SOURCE PASSAGE:
Here is a link to my entire generic linked list implementation: https://codereview.stackexchange.com/questions/13007/c-linked-list-implementation
The problem is this accList_allocate() and your use of it.
struct accList secondList;
accList_allocate(&secondList);
In the original test2() secondList is memory on the stack. &secondList is a pointer to that memory. When you call accList_allocate() a copy of the pointer is passed in pointing at the stack memory. Malloc() then returns a chunk of memory and assigns it to the copy of the pointer, not the original secondList.
Coming back out, secondList is still pointing at uninitialised memory on the stack so the call to appendToEnd() fails.
The same happens with the answer except secondList just happens to be free of junk. Possibly by chance, possibly by design of the compiler. Either way it is not something you should rely on.
Either:
struct accList *secondList = NULL;
accList_allocate(&secondList);
And change accList_allocate()
accList_allocate(struct accList **theList) {
*theList = Malloc(sizeof(struct accList));
(*theList)->head = NULL;
(*theList)->tail = NULL;
(*theList)->size = 0;
}
OR
struct accList secondList;
accList_initialise(secondList);
With accList_allocate() changed to accList_initialise() because it does not allocate
accList_initialise(struct accList *theList) {
theList->head = NULL;
theList->tail = NULL;
theList->size = 0;
}
I think that your problem is this:
You've allocated secondList on the stack in your original test2 function.
The stack memory is probably dirty, so secondList requires initialization
Your accList_allocate function takes a pointer to the list, but then overwrites it with the Malloc call. This means that the pointer you passed in is never initialized.
When test2 tries to run, it hits a bad pointer (because the memory isn't initialized).
The reason that it works when you allocate it in main is that your C compiler probably zeros the stack when the program starts. When main allocates a variable on the stack, that allocation is persistent (until the program ends), so secondList is actually, and accidentally, properly initialized when you allocate it in main.
Your current accList_allocate doesn't actually initialize the pointer that's been passed in, and the rest of your code will never see the pointer that it allocates with Malloc. To solve your problem, I would create a new function: accList_initialize whose only job is to initialize the list:
void accList_initialize(struct accList* theList)

RECORD EXCERPTS:
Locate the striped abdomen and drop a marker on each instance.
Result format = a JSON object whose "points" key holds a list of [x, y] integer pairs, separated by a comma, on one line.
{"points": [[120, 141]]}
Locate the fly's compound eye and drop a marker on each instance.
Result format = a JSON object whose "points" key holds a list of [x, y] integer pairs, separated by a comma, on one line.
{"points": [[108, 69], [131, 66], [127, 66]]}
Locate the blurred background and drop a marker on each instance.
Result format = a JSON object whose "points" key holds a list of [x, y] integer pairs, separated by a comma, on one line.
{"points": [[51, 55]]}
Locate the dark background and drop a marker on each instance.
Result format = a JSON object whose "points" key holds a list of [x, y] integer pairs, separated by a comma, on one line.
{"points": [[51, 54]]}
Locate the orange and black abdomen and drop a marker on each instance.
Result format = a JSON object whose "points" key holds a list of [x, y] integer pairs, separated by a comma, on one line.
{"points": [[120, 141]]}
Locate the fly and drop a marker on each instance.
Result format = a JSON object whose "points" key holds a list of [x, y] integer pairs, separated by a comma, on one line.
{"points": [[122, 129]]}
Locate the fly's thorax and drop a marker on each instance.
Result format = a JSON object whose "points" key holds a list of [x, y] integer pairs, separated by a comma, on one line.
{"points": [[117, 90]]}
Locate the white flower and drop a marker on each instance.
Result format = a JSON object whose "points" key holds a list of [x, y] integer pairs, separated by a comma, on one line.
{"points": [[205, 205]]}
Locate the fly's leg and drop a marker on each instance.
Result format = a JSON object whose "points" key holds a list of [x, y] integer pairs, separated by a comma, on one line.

THE EXERCISE: Copy the passage above on the linked list allocation bug between "The same happens" and "And change accList_allocate()", inclusive.

FULL OUTPUT:
The same happens with the answer except secondList just happens to be free of junk. Possibly by chance, possibly by design of the compiler. Either way it is not something you should rely on.
Either:
struct accList *secondList = NULL;
accList_allocate(&secondList);
And change accList_allocate()